Which of the lines below mention the word "soldier"? Pull each one out.

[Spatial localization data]
####

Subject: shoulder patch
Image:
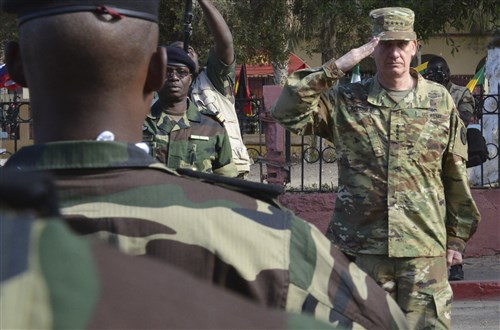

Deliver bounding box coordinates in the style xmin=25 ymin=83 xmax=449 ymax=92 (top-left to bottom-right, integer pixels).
xmin=452 ymin=121 xmax=468 ymax=160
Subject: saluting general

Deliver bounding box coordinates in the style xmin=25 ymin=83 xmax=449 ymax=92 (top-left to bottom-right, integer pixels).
xmin=272 ymin=7 xmax=480 ymax=329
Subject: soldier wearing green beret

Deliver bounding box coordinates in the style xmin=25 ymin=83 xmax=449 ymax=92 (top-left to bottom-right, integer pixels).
xmin=272 ymin=7 xmax=480 ymax=329
xmin=1 ymin=0 xmax=407 ymax=328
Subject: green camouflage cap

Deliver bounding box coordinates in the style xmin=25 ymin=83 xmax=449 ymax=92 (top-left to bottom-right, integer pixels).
xmin=369 ymin=7 xmax=417 ymax=41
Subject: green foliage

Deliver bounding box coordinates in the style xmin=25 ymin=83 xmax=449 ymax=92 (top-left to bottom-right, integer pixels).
xmin=0 ymin=11 xmax=17 ymax=60
xmin=1 ymin=0 xmax=497 ymax=67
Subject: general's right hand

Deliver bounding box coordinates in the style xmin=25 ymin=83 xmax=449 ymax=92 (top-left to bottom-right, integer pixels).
xmin=335 ymin=37 xmax=379 ymax=73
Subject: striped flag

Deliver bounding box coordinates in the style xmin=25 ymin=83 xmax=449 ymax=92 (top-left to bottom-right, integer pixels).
xmin=466 ymin=64 xmax=486 ymax=93
xmin=235 ymin=64 xmax=252 ymax=116
xmin=414 ymin=61 xmax=428 ymax=75
xmin=350 ymin=64 xmax=361 ymax=83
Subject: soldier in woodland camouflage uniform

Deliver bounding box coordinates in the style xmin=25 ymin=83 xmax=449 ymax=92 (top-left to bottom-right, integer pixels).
xmin=143 ymin=46 xmax=238 ymax=177
xmin=2 ymin=1 xmax=407 ymax=328
xmin=0 ymin=169 xmax=332 ymax=330
xmin=272 ymin=7 xmax=480 ymax=330
xmin=171 ymin=0 xmax=252 ymax=178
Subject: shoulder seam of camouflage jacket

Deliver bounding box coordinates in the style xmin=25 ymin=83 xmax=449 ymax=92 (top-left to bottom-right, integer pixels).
xmin=176 ymin=168 xmax=284 ymax=207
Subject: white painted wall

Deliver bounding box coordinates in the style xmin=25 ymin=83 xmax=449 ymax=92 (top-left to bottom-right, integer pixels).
xmin=469 ymin=41 xmax=499 ymax=186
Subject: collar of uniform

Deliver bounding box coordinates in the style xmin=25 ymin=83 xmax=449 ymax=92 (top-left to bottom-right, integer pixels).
xmin=367 ymin=68 xmax=432 ymax=109
xmin=4 ymin=141 xmax=158 ymax=171
xmin=149 ymin=98 xmax=201 ymax=123
xmin=184 ymin=98 xmax=201 ymax=122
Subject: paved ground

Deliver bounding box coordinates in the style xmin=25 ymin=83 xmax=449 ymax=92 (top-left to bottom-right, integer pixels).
xmin=452 ymin=299 xmax=500 ymax=330
xmin=461 ymin=255 xmax=500 ymax=281
xmin=249 ymin=162 xmax=500 ymax=328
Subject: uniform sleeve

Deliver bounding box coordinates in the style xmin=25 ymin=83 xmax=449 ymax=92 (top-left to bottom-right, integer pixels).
xmin=205 ymin=48 xmax=236 ymax=98
xmin=213 ymin=129 xmax=238 ymax=177
xmin=270 ymin=58 xmax=344 ymax=139
xmin=456 ymin=88 xmax=475 ymax=125
xmin=286 ymin=213 xmax=408 ymax=329
xmin=443 ymin=105 xmax=481 ymax=252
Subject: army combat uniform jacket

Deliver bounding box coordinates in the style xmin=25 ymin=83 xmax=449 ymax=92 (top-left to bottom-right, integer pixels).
xmin=143 ymin=98 xmax=238 ymax=177
xmin=4 ymin=141 xmax=407 ymax=329
xmin=271 ymin=61 xmax=480 ymax=258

####

> YOUR SOLUTION:
Subject: soldier wearing green beret
Subject: soldier in woodland camouflage uniform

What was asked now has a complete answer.